**Problem description**.
Rewrite the stretch of data from the line containing "Reviewer note: every instance of the wrapped" through the end of the data, replacing "wrapped present" with "gift-wrapped package" and leaving everything else unchanged. Give only that stretch.

**Material supplied**.

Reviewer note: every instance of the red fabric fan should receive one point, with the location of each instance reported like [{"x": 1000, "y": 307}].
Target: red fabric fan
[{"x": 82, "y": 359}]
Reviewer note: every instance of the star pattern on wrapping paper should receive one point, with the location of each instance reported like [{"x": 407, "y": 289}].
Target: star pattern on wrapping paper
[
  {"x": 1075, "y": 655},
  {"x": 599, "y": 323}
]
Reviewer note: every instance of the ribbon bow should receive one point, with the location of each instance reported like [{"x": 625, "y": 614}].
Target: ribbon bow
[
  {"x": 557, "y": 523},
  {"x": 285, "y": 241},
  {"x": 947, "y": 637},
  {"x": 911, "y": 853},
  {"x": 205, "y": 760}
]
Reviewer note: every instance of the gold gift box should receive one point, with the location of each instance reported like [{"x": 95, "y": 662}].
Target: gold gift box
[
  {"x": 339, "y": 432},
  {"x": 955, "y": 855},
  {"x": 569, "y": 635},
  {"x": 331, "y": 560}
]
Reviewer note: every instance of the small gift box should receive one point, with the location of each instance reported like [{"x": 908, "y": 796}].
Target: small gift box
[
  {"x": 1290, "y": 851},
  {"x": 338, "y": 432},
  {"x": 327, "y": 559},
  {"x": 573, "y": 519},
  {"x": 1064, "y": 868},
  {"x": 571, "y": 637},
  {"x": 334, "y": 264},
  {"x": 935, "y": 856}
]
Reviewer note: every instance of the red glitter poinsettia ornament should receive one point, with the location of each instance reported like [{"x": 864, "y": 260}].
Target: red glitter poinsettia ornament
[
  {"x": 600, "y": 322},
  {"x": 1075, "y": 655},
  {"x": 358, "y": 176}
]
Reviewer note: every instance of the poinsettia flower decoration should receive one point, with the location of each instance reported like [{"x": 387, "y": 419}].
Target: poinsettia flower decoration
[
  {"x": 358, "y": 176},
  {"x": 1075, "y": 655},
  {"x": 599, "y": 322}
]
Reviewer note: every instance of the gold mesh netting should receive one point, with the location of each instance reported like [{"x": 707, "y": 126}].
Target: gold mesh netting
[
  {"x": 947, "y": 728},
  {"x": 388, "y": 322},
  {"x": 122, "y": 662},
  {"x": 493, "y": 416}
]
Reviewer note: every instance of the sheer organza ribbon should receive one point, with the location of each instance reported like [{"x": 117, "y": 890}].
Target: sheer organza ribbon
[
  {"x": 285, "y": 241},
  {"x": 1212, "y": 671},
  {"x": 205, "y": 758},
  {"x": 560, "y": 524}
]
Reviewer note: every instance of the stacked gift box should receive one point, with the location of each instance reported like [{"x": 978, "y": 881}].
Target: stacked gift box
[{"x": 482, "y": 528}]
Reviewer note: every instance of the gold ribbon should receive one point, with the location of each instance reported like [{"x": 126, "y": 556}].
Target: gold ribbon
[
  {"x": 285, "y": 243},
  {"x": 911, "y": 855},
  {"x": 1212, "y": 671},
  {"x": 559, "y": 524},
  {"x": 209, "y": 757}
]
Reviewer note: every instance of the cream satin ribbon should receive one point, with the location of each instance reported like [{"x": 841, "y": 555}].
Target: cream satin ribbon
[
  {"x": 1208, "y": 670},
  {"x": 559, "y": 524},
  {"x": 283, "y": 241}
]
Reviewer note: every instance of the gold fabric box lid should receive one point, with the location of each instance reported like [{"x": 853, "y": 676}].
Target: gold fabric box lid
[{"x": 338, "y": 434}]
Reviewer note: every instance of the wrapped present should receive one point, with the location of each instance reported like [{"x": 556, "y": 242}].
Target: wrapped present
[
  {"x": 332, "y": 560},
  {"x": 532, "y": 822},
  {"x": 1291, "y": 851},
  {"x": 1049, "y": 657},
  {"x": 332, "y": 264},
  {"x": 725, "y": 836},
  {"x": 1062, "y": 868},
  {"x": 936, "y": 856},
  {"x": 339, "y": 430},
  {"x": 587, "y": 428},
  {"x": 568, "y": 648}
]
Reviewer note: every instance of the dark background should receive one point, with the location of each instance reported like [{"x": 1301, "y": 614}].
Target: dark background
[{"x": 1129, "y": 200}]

**Worked solution**.
Reviewer note: every instance of the gift-wrapped package should receive one point, with the location of each instance reported like [{"x": 556, "y": 242}].
Target: gift-wrapped package
[
  {"x": 332, "y": 560},
  {"x": 532, "y": 822},
  {"x": 1291, "y": 851},
  {"x": 1049, "y": 657},
  {"x": 332, "y": 264},
  {"x": 725, "y": 836},
  {"x": 1062, "y": 868},
  {"x": 936, "y": 856},
  {"x": 339, "y": 430},
  {"x": 587, "y": 428},
  {"x": 568, "y": 648}
]
Reviewer note: every instance of the dark background should receive one point, with the location of each instance reported like [{"x": 1301, "y": 614}].
Target: dark background
[{"x": 1129, "y": 200}]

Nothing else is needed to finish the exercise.